» 本文抜粋:

%%

竹取の翁の昔の恋物語を聞いた9人の乙女たちは,それぞれ(その努力に対して感心したという意味の)感想を短歌で翁に返しています。

さて,今の世の中,お爺さんから若いころの恋自慢を聞かされて感心する若い女性はどれだけいるのかなと思うと,単なる物語の和歌とは言え,そのころが少し羨ましいと感じますね。(「う」で始まる難読漢字に続く)

2009年6月28日日曜日

万葉集で難読漢字を紐解く(あ~)

<難読漢字シリーズ開始です>
テレビで漢字の読みや記述の問題をタレントが解く番組が結構放送されていますね。そこで出題されるような難読漢字の多くは,読みが「やまと言葉」で,意味を「漢字」で表しているものが多いようです。
昔の人は「やまと言葉」にそれと近い意味の漢字を当て,漢字の意味を知っている人には,その言葉の意味が解るという仕組みを考えたのでしょう。
漢字の代わりに英語にした例を示すと「twilight(たそがれどき)の美しい浜辺」のように,「twilight」と書いて「たそがれどき」と読ませるようなものですね。
<難読漢字が出てしまう理由?>
ところで,漢字の発音(音読み)が読みなら,読みを比較的簡単に類推できます。しかし,やまと言葉に漢字を当てた場合,漢字の発音とは全く無関係の読みになるため,日常的に漢字と読みの両方を使っていないとすぐ忘れてしまう。だから,難読になりやすいのだと私は思います。
これからの何回かのシリーズでは,やまと言葉の宝庫である万葉集に出現し,後から当てられた漢字で難読文字になっていそうなものを順次紹介します。
まず,読みが「あ」で始まる言葉です(地名は除く)。

%%

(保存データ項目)
%%

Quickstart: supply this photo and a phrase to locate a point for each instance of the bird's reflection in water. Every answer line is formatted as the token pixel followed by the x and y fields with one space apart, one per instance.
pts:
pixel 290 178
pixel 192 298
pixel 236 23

%%

» 作業指示:
(a) 本文抜粋によると、難読漢字シリーズで最初に取り上げるのは、読みがどの音で始まる言葉ですか。
(b) 本文抜粋のうち、「漢字の代わりに英語にした例を」で始まり「りやすいのだと私は思います。」まで続く部分を、「やまと言葉」を「和語」に置き換えて書き直してください。
答えは本文抜粋だけを根拠にしてください。

» 各課題の解答:
(a) 読みが「あ」で始まる言葉です(地名は除きます)。

(b)
漢字の代わりに英語にした例を示すと「twilight(たそがれどき)の美しい浜辺」のように,「twilight」と書いて「たそがれどき」と読ませるようなものですね。
<難読漢字が出てしまう理由?>
ところで,漢字の発音(音読み)が読みなら,読みを比較的簡単に類推できます。しかし,和語に漢字を当てた場合,漢字の発音とは全く無関係の読みになるため,日常的に漢字と読みの両方を使っていないとすぐ忘れてしまう。だから,難読になりやすいのだと私は思います。